TESTO DI PARTENZA:
# # # #
Eccoci arrivati alla seconda e ultima parte della vita di Emmeline Goulden Pankhurst. Ringrazio di cuore Clementina Daniela Sanguanini per averci raccontato l’esistenza di questa donna eccezionale, che molti di noi non conoscevano nel dettaglio. Qualora aveste perso la prima parte, potete recuperarla qui.

Per mera combinazione l’ultimo articolo sulla vita di Emmeline Pankhurst viene pubblicato a ridosso di due appuntamenti significativi che combinano il voto con la questione dei diritti delle donne: domani siamo chiamati alle urne per esprimere la nostra preferenza nelle elezioni politiche e anche sui candidati alla presidenza di alcune regioni. Pochi giorni dopo, l’8 marzo, si celebrerà la Giornata Internazionale della Donna. Sentitevi liberi di esprimere la vostra opinione sia sull’articolo che su queste due date. Naturalmente i lettori di questo blog sono persone civilissime che non hanno bisogno di richiami; il mio invito a rimanere nell’ambito di una sana discussione è rivolto in generale a eventuali nuovi ospiti.

Ora lascio di nuovo la parola a Clementina!

Una vita per le donne

Come promesso, riprende il racconto della vita di Emmeline Goulden Pankhurst e delle imprese del movimento da lei fondato per il raggiungimento del voto alle donne inglesi, la WSPU. Potete vederla nella foto sulla sinistra, in prigione, dopo uno dei suoi numerosi arresti.

Un altro stralcio dall’autobiografia (Emmeline Pankhurst, la mia storia; p. 36)
# # # #
DATI FORNITI:
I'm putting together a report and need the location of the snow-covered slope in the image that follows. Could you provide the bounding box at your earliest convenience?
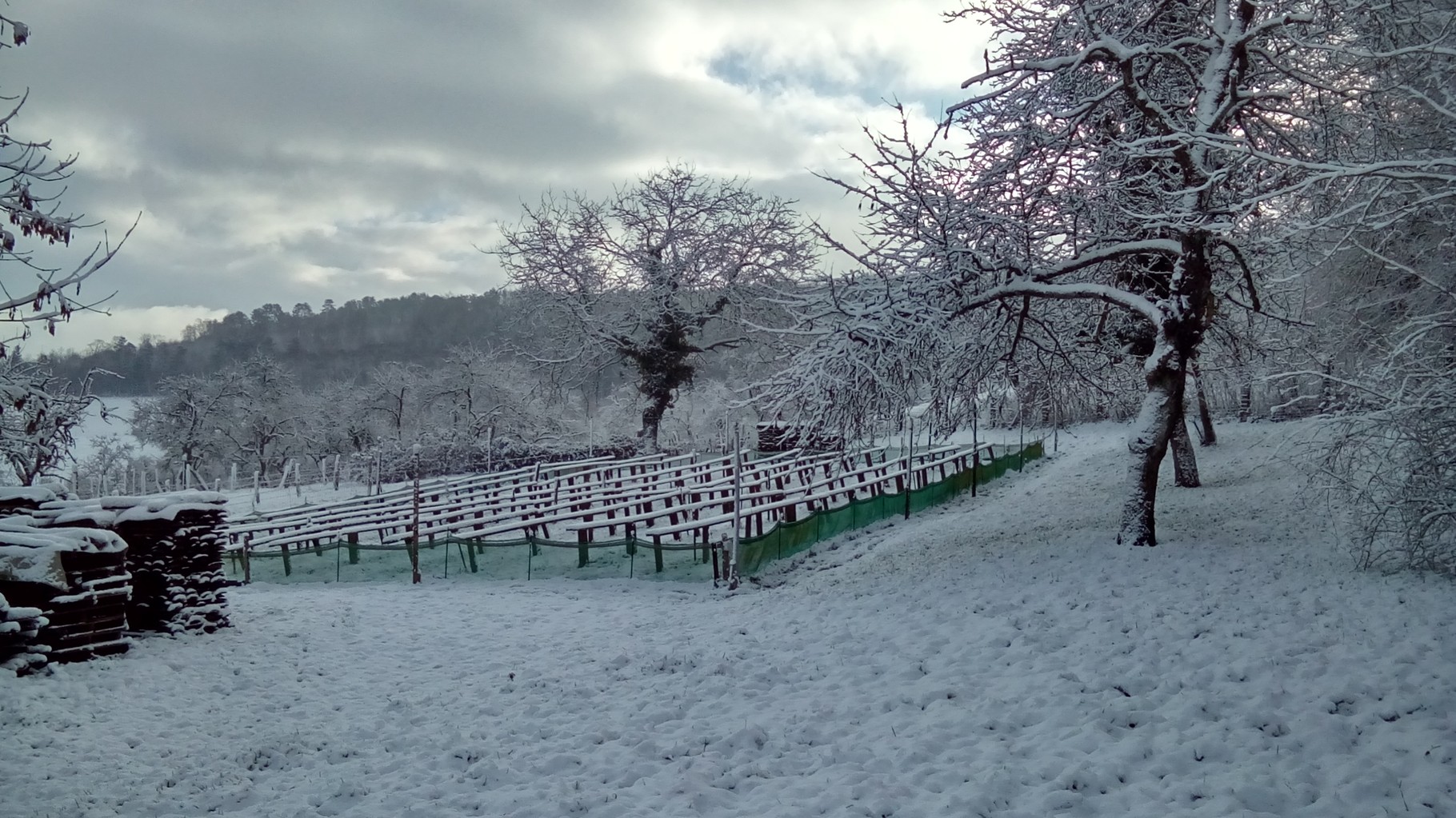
# # # #
ESERCIZI:
[1] Nel testo su Emmeline Pankhurst, in che giorno si celebrerà la Giornata Internazionale della Donna?
[2] Ricopia parola per parola il testo su Emmeline Pankhurst, partendo da "Una vita per" e proseguendo fino a "suoi numerosi arresti.".
[3] Secondo il testo su Emmeline Pankhurst, su quali argomenti i lettori sono invitati a esprimere la loro opinione? Elencali tutti.

SOLUZIONI:
[1] L'8 marzo.

[2]
Una vita per le donne

Come promesso, riprende il racconto della vita di Emmeline Goulden Pankhurst e delle imprese del movimento da lei fondato per il raggiungimento del voto alle donne inglesi, la WSPU. Potete vederla nella foto sulla sinistra, in prigione, dopo uno dei suoi numerosi arresti.

[3]
- L'articolo
- Le elezioni di domani, cioè le elezioni politiche e quelle per la presidenza di alcune regioni
- La Giornata Internazionale della Donna dell'8 marzo